Recorded data

****

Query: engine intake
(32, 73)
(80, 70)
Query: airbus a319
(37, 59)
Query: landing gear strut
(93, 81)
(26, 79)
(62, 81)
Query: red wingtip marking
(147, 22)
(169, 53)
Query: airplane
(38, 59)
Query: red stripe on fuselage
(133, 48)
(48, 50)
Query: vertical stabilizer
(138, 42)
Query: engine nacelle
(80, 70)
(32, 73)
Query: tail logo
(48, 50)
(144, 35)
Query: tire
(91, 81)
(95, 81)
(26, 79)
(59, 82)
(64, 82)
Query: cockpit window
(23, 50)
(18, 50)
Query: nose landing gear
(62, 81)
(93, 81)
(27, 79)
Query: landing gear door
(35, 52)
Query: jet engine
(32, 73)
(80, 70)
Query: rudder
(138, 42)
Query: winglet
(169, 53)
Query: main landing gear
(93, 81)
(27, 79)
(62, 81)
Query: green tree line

****

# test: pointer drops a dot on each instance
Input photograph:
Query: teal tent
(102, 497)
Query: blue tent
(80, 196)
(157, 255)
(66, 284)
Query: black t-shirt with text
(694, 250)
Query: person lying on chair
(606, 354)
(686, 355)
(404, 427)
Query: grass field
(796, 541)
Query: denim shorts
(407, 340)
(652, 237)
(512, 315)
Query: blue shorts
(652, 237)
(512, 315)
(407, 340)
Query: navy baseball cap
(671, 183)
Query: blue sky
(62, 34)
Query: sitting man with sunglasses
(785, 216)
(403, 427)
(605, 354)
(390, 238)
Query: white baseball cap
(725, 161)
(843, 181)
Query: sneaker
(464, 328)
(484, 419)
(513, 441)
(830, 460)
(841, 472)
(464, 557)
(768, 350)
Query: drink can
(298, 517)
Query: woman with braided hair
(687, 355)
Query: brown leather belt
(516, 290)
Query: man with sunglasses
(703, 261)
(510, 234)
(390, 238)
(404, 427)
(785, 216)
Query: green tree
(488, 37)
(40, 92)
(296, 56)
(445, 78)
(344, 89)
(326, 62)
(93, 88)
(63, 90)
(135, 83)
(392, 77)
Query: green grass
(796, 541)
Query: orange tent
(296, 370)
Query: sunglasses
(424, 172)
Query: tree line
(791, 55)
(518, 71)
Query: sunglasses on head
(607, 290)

****

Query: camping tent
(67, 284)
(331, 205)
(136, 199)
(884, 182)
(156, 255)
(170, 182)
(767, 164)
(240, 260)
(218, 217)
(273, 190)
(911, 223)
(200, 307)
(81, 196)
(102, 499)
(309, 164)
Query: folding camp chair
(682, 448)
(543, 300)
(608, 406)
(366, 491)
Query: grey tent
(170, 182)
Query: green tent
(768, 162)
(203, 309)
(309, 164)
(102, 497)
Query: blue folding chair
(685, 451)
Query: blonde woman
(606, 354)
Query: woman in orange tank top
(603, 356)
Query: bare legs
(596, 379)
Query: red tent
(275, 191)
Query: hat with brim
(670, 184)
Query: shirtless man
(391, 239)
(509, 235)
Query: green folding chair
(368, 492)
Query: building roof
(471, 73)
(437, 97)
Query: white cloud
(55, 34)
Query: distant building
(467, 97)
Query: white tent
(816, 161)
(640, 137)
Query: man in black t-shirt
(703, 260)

****

» TASK DETAILS:
Give back precisely the lines above that start at the line containing "Query: tail logo" and end at the line containing "Query: green tree line", inclusive. No other lines belong in the output.

» ANSWER TO THIS TASK:
Query: tail logo
(48, 50)
(144, 35)
Query: tire
(91, 81)
(95, 81)
(26, 79)
(59, 82)
(64, 82)
Query: cockpit window
(23, 50)
(18, 50)
Query: nose landing gear
(62, 81)
(93, 81)
(27, 79)
Query: landing gear door
(35, 52)
Query: jet engine
(32, 73)
(80, 70)
Query: rudder
(138, 42)
Query: winglet
(169, 53)
Query: main landing gear
(93, 81)
(27, 79)
(62, 81)
Query: green tree line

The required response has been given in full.